§ WHAT THIS TASK INVOLVES:
A word-for-word restatement of the listing is the only acceptable answer.

§ DATA TO EXAMINE:
============

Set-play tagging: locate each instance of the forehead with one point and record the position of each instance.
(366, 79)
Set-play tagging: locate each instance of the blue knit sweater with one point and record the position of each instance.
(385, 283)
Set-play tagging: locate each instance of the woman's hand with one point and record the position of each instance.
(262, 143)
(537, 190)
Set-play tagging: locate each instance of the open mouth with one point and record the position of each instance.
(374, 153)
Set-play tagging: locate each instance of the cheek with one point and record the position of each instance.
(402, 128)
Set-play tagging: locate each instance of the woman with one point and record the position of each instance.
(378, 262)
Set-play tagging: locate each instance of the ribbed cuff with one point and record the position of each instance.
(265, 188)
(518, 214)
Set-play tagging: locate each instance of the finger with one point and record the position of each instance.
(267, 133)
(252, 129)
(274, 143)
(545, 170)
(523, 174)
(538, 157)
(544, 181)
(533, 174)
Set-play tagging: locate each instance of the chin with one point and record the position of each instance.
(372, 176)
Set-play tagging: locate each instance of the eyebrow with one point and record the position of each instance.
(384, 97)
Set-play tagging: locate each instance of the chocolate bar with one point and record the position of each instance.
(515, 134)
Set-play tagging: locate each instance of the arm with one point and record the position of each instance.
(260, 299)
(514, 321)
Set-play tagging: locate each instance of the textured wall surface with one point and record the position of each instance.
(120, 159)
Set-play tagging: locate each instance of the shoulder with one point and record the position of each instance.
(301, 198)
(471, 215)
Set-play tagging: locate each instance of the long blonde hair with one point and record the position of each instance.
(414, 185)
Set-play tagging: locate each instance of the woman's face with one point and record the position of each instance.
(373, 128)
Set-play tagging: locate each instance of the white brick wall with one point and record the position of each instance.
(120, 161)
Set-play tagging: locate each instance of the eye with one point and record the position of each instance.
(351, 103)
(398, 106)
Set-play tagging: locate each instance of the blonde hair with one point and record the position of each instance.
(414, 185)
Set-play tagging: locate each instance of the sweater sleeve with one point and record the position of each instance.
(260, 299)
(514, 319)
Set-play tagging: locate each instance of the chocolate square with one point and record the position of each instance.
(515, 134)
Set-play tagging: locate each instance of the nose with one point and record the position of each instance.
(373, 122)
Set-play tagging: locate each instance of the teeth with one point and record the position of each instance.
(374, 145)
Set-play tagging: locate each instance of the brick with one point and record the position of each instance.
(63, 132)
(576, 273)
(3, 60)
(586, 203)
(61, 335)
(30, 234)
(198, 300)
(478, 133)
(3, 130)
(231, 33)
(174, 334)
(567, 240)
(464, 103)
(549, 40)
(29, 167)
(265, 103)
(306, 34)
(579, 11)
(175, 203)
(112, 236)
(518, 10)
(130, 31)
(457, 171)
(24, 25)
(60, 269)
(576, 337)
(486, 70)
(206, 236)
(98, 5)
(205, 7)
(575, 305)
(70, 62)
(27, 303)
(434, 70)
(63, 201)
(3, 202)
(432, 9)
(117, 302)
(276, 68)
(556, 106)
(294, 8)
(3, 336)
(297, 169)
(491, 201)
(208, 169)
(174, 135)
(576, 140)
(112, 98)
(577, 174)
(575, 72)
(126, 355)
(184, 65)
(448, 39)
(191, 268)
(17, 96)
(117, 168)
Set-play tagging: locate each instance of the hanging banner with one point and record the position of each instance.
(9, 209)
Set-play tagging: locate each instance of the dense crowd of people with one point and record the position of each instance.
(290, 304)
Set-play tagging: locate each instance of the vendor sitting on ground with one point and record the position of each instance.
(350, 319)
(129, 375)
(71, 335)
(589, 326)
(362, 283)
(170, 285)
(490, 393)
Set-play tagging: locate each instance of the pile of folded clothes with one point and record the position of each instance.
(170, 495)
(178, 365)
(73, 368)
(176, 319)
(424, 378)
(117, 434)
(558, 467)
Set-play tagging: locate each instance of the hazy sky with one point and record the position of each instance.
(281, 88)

============

§ WRITTEN RESPONSE:
Set-play tagging: locate each instance of the forehead with one point and record the position of each instance.
(366, 79)
Set-play tagging: locate each instance of the blue knit sweater with one point and record the position of each instance.
(385, 283)
Set-play tagging: locate each instance of the woman's hand with one point and record the position of each instance.
(262, 143)
(537, 190)
Set-play tagging: locate each instance of the open mouth with one point and record the position of each instance.
(374, 153)
Set-play tagging: locate each instance of the cheek with one point and record the position of each instance.
(402, 128)
Set-play tagging: locate each instance of the woman with one point and record the position of each instance.
(378, 262)
Set-play tagging: locate each instance of the ribbed cuff with one point and record the position of each instance.
(265, 188)
(518, 214)
Set-play tagging: locate each instance of the finger with one point and record the position of each instance.
(267, 133)
(252, 129)
(274, 143)
(545, 170)
(523, 174)
(538, 157)
(544, 181)
(533, 174)
Set-play tagging: locate each instance of the chin with one point and record the position of each instance.
(372, 176)
Set-play tagging: locate each instance of the eyebrow with one point and record the position of each instance.
(384, 97)
Set-play tagging: locate each instance of the chocolate bar with one point and record the position of each instance.
(515, 134)
Set-play tagging: locate each instance of the arm with one point and record the position of each instance.
(260, 299)
(514, 321)
Set-play tagging: locate each instance of the textured wall surface with one point and record the position of each instance.
(120, 159)
Set-play tagging: locate each instance of the shoulder with one point and record the position of each instance.
(301, 198)
(471, 215)
Set-play tagging: locate each instance of the long blonde hair with one point and record the position of each instance.
(414, 185)
Set-play tagging: locate each instance of the woman's face with one point and record the position of each instance.
(373, 128)
Set-play tagging: locate each instance of the white brick wall with one point and record the position of each instance.
(120, 161)
Set-play tagging: locate each instance of the eye with one point and record the position of each instance.
(351, 103)
(398, 106)
Set-play tagging: locate each instance of the blonde hair with one point and record the position of each instance.
(414, 185)
Set-play tagging: locate each instance of the sweater sleeve with one point and record the position of each instance.
(260, 299)
(514, 319)
Set-play tagging: locate each instance of the chocolate square with one point and record the position of each instance.
(515, 134)
Set-play tagging: locate each instance of the nose with one point and record the position of each instance.
(373, 122)
Set-play tagging: locate each instance of the teeth with one point and record the position of each instance.
(374, 145)
Set-play tagging: locate each instance of the brick with one point and record the position of each instance.
(63, 132)
(576, 273)
(3, 60)
(586, 203)
(61, 335)
(30, 234)
(198, 300)
(478, 133)
(3, 130)
(231, 33)
(174, 334)
(567, 240)
(464, 103)
(549, 40)
(29, 167)
(265, 103)
(306, 34)
(579, 11)
(175, 203)
(112, 236)
(518, 10)
(130, 31)
(457, 171)
(24, 25)
(60, 269)
(576, 337)
(486, 70)
(206, 236)
(98, 5)
(205, 7)
(575, 305)
(70, 62)
(27, 303)
(434, 70)
(63, 201)
(3, 202)
(432, 9)
(117, 302)
(276, 68)
(556, 106)
(294, 8)
(3, 336)
(297, 169)
(491, 201)
(208, 169)
(174, 135)
(576, 140)
(112, 98)
(577, 174)
(575, 72)
(126, 355)
(184, 65)
(448, 39)
(191, 268)
(17, 96)
(117, 168)
Set-play tagging: locate each instance of the hanging banner with one point and record the position of each instance.
(9, 209)
Set-play tagging: locate each instance of the dense crowd of people with one point and record the position of each instance.
(290, 304)
Set-play tagging: locate each instance of the vendor sitting on ground with one point and record the position of each instance.
(350, 319)
(129, 375)
(71, 335)
(589, 326)
(362, 283)
(170, 285)
(490, 393)
Set-play tagging: locate each instance of the pile of folded clothes with one point and record the position of each instance.
(170, 495)
(178, 365)
(73, 368)
(176, 319)
(424, 378)
(117, 434)
(558, 467)
Set-play tagging: locate each instance of the hazy sky with one point and record the position of each instance.
(281, 88)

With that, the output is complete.